_Исходный текст_:
Тринадцатилетний Коля, необычайно одаренный в умственном отношении ребенок, незаметно подрастал. Под руководством Модеста он начал ясно говорить и понимать, что ему говорили другие. Благодаря феноменальной памяти он обладал обширными знаниями, редкими для его возраста, почти во всех науках. Особенно его занимали история и естественные науки, и братья Чайковские нередко обращались к нему за сведениями по тому или иному предмету. Но физически Коля был слаб и развивался медленно, часто болел. Модест его показывал местным медицинским светилам, один из которых посчитал необходимым сделать мальчику обрезание, что и было произведено в конце января. После развода родителей Коля постоянно писал и матери, и отцу; путешествуя с Модестом, он давно перестал удивляться и сокрушаться по поводу их нежелания жить вместе. Мать всегда относилась к сыну с какой-то отстраненной холодностью.
По пути в Москву на свадьбу брата Чайковский 16/28 марта остановился на несколько дней во Флоренции, где зимовала фон Мекк. И снова она писала ему почти в прежних выражениях: «Не могу воздержаться, чтобы не написать Вам, как я рада Вашему приезду, мой несравненный друг, но в то же время, как печалит меня то, что так ненадолго». Больше они никогда не жили поблизости друг от друга, если не считать российских столиц.
Анатолий и Юргенсон встретили композитора в Москве
26 марта. Петр Ильич познакомился с невестой брата, нашел ее очень милой, но довольно молчаливой, однако искренней и простой в разговоре, нежной и заботливой к жениху.
Из Киева, где Давыдовы жили теперь каждую зиму, приехала Саша с дочерьми и мужем. Все они выглядели здоровыми, но от наблюдательного глаза Петра Ильича не укрылось, что Таню беспрестанно тошнит, а сестра то и дело убегает и запирается для инъекций морфина.
Четвертого апреля состоялись свадьба и торжественный обед. В этот же день молодожены уехали за границу, чтобы провести там медовый месяц. Чайковский тяготился официальностью своего положения, ибо должен был восседать на видном месте, представляясь многочисленным родственникам невесты, постоянно обедая в компании незнакомых людей и ведя самый неупорядоченный образ жизни. Он жаловался Модесту: «И какая amère dérision (горькая насмешка. — фр.) моей жизни здесь? Тот, кто мне так неописуемо дорог и мил, т. е. мой Леня, — для меня невидим, ходит и живет против меня. У них приближаются экзамены и никого их не пускают».

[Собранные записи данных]
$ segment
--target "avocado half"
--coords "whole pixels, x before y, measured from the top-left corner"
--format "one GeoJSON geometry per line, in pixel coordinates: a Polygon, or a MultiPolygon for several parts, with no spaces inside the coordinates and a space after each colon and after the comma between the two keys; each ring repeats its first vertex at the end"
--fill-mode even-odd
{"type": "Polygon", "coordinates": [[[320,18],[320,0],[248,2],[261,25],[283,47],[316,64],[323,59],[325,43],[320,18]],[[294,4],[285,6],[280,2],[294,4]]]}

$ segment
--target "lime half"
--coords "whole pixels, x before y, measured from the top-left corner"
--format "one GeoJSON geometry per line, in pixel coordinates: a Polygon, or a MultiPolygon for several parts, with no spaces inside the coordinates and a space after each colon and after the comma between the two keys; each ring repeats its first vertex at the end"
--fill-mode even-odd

...

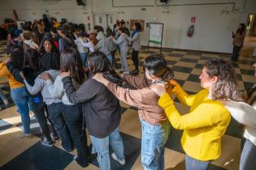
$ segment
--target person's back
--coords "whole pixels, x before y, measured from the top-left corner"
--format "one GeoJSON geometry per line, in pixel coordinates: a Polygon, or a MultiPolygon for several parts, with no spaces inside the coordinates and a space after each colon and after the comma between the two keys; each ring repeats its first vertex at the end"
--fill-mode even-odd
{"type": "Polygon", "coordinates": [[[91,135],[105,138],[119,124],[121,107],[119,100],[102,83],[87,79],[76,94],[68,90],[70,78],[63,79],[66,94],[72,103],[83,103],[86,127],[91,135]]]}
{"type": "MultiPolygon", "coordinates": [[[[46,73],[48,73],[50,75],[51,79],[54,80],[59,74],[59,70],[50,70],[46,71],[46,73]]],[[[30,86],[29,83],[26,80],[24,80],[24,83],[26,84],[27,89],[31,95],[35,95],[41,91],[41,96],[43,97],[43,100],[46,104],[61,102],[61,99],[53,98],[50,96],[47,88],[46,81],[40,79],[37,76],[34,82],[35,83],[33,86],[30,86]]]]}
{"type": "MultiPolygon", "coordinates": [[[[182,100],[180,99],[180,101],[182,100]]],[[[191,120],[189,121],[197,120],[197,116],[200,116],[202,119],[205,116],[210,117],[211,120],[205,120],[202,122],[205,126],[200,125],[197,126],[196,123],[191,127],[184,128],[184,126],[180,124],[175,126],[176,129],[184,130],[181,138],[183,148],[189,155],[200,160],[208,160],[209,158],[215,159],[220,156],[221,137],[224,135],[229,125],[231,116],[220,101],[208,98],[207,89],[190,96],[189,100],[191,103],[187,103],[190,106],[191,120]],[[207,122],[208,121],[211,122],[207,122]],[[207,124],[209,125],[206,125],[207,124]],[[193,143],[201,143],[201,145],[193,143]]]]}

_Задание 1_:
В какой день состоялась свадьба брата Чайковского, согласно тексту о Чайковском?
_Задание 2_:
Пожалуйста, продолжите текст о Чайковском, начав сразу после его последнего предложения.

_Ответ 1_:
Свадьба состоялась четвертого апреля.

_Ответ 2_:
Петр Ильич был еще в Москве, когда 20 апреля из Каменки пришла телеграмма от племянницы Веры: «Ландыши расцветают». На следующий день Чайковский с неописуемым восторгом выехал, с остановкой в Киеве, в Каменку. В Киев вернулись и его сестра с Таней, Митей и Бобом, там отпраздновали как именины Александры, так и день рождения Петра Ильича. Ему исполнилось 42 года. 26 апреля он наконец появился в Каменке. Александра с тремя детьми осталась в Киеве, племянницы Анна и Наташа находились в Петербурге, и компанию в Каменке ему составляли только зять Лев, племянница Вера с мужем и самый младший племянник Юрий со своей гувернанткой. Ухаживал за Петром Ильичом вместо прошлогоднего Бориса каменский слуга Степан, чьим усердием он был весьма доволен. Композитор собирался засесть за «Мазепу», но 27 апреля из-за границы приехали Модест и Коля. Модест выглядел плохо: был бледный, очень похудел, последние несколько месяцев страдал от геморроя, который пришлось оперировать. «Модест кричал как теленок и получил истерику, с коей доселе не был знаком», — писал Петр Ильич Анатолию.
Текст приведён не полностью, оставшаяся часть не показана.